DIRECTIONS:
Pull out every line below that contains the word "trim" and copy each one in full.

--- --- ---

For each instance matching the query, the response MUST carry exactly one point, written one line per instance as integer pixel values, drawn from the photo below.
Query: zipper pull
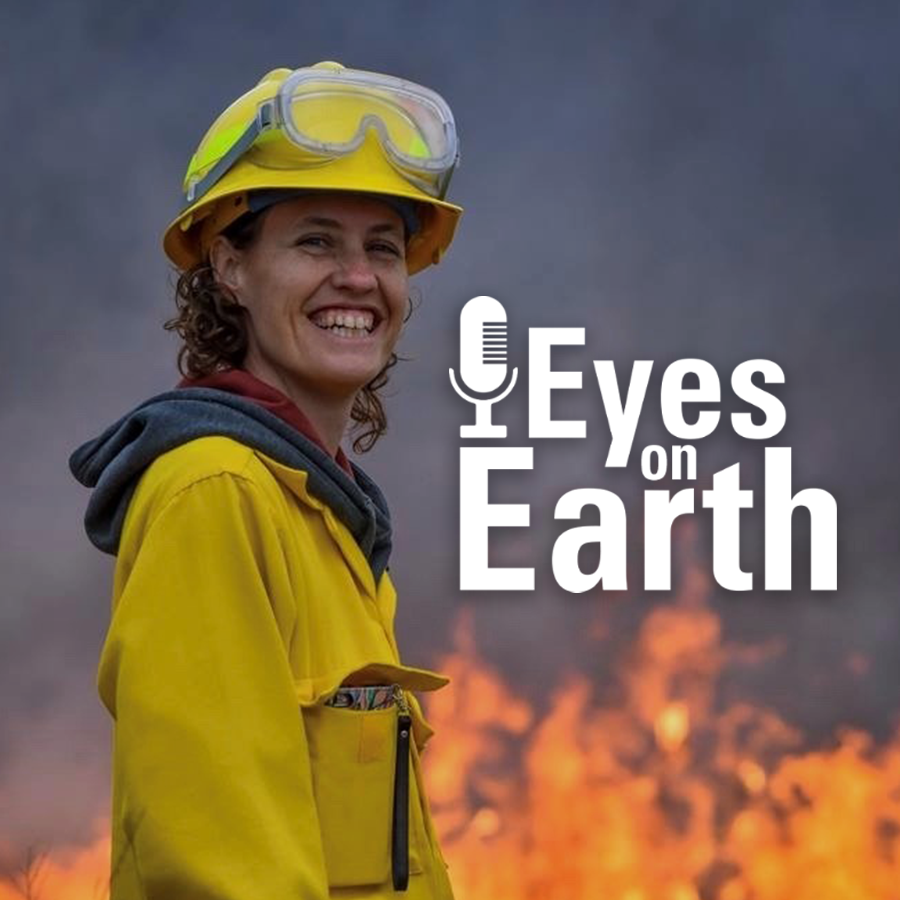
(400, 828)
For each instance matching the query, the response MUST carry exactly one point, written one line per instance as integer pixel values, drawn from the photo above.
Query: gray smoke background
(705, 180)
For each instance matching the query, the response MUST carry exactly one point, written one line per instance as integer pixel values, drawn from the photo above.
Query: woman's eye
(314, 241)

--- --- ---

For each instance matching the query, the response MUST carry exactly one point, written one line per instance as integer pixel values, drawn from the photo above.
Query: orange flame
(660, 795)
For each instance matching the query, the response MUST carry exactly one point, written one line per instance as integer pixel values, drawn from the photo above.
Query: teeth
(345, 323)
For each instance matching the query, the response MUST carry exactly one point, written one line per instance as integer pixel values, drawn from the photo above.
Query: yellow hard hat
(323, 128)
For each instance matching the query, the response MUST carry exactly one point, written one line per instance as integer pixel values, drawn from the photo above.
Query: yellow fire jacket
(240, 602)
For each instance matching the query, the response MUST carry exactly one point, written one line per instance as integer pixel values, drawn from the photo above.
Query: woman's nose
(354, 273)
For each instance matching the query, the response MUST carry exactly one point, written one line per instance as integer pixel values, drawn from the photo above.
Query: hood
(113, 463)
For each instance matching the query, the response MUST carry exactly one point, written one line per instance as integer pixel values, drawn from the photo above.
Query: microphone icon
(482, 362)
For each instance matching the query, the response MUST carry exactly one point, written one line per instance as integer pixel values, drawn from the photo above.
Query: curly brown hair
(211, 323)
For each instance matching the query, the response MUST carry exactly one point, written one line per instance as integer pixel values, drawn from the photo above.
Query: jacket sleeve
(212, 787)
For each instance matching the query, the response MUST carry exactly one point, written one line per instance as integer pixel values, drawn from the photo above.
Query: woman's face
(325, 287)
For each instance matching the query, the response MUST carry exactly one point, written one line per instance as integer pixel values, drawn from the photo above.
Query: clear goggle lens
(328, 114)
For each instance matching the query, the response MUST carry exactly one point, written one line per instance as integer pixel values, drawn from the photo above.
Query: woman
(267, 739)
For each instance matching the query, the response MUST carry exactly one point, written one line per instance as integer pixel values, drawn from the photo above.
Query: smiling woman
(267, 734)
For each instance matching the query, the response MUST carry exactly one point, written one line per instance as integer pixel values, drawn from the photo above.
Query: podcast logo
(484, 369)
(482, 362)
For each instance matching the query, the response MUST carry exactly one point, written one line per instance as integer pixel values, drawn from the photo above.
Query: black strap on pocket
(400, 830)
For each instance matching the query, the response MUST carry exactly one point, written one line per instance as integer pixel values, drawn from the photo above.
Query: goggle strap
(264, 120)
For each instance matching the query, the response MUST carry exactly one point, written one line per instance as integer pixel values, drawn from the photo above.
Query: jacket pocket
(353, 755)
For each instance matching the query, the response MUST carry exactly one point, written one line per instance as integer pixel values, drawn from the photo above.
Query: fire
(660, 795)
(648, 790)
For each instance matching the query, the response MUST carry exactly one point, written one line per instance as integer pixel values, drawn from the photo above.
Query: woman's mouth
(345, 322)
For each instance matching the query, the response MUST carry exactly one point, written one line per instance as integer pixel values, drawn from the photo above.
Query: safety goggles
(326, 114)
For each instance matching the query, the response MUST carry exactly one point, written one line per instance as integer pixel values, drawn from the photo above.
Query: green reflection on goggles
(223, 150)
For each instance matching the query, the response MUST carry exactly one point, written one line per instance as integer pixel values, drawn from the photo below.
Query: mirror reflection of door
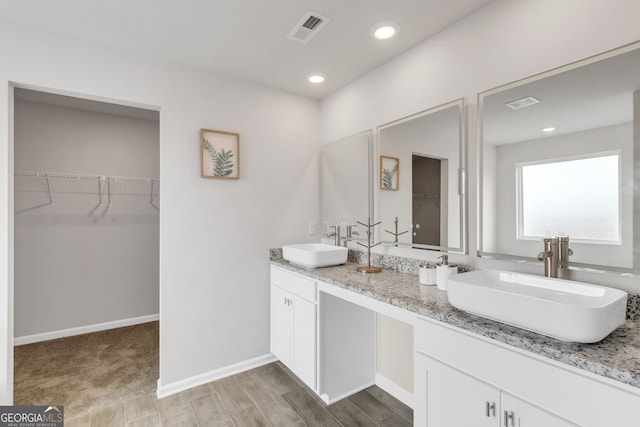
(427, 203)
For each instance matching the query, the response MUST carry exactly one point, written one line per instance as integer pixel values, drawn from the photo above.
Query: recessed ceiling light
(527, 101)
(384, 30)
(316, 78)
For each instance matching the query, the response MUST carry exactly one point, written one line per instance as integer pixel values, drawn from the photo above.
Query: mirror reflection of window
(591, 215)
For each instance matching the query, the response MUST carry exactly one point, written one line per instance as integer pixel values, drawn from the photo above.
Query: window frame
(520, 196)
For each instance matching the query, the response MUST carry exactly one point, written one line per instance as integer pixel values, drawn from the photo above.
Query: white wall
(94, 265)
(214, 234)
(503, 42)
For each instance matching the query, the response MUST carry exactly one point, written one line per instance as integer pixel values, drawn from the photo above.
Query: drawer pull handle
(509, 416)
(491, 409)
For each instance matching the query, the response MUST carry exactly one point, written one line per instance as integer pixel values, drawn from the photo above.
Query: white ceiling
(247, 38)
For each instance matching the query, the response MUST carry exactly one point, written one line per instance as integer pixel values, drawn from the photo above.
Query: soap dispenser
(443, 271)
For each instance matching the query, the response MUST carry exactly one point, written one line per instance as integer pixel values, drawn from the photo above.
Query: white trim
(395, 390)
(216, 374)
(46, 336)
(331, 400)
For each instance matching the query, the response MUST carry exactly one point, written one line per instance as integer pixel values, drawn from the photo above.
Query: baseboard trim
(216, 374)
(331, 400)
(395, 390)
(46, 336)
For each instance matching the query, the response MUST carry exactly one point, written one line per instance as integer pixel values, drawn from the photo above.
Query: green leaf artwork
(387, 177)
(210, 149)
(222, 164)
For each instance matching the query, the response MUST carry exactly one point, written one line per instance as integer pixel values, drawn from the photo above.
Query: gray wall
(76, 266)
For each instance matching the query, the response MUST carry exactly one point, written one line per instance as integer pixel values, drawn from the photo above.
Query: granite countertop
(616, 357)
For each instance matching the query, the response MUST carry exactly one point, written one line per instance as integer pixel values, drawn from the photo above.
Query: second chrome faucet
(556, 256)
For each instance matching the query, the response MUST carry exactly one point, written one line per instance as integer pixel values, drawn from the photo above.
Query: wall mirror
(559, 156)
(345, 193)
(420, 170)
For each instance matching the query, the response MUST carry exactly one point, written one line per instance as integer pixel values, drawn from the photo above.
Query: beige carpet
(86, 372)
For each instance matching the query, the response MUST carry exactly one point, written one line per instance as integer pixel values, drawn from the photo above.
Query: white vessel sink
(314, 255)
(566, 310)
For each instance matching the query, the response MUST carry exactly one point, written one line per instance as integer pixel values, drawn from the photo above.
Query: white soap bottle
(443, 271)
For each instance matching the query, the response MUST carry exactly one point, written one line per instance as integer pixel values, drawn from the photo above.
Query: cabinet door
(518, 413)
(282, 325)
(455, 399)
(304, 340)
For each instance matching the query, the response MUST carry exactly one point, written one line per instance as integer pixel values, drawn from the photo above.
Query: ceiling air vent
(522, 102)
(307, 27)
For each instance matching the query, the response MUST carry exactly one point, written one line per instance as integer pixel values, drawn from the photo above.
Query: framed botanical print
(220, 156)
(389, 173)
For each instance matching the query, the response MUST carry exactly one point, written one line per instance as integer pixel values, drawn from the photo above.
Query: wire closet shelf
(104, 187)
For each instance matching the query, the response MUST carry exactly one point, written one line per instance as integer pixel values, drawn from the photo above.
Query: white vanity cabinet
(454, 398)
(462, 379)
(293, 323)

--- --- ---

REPLY TO THE EXERCISE:
Query: white trim
Query: baseboard trim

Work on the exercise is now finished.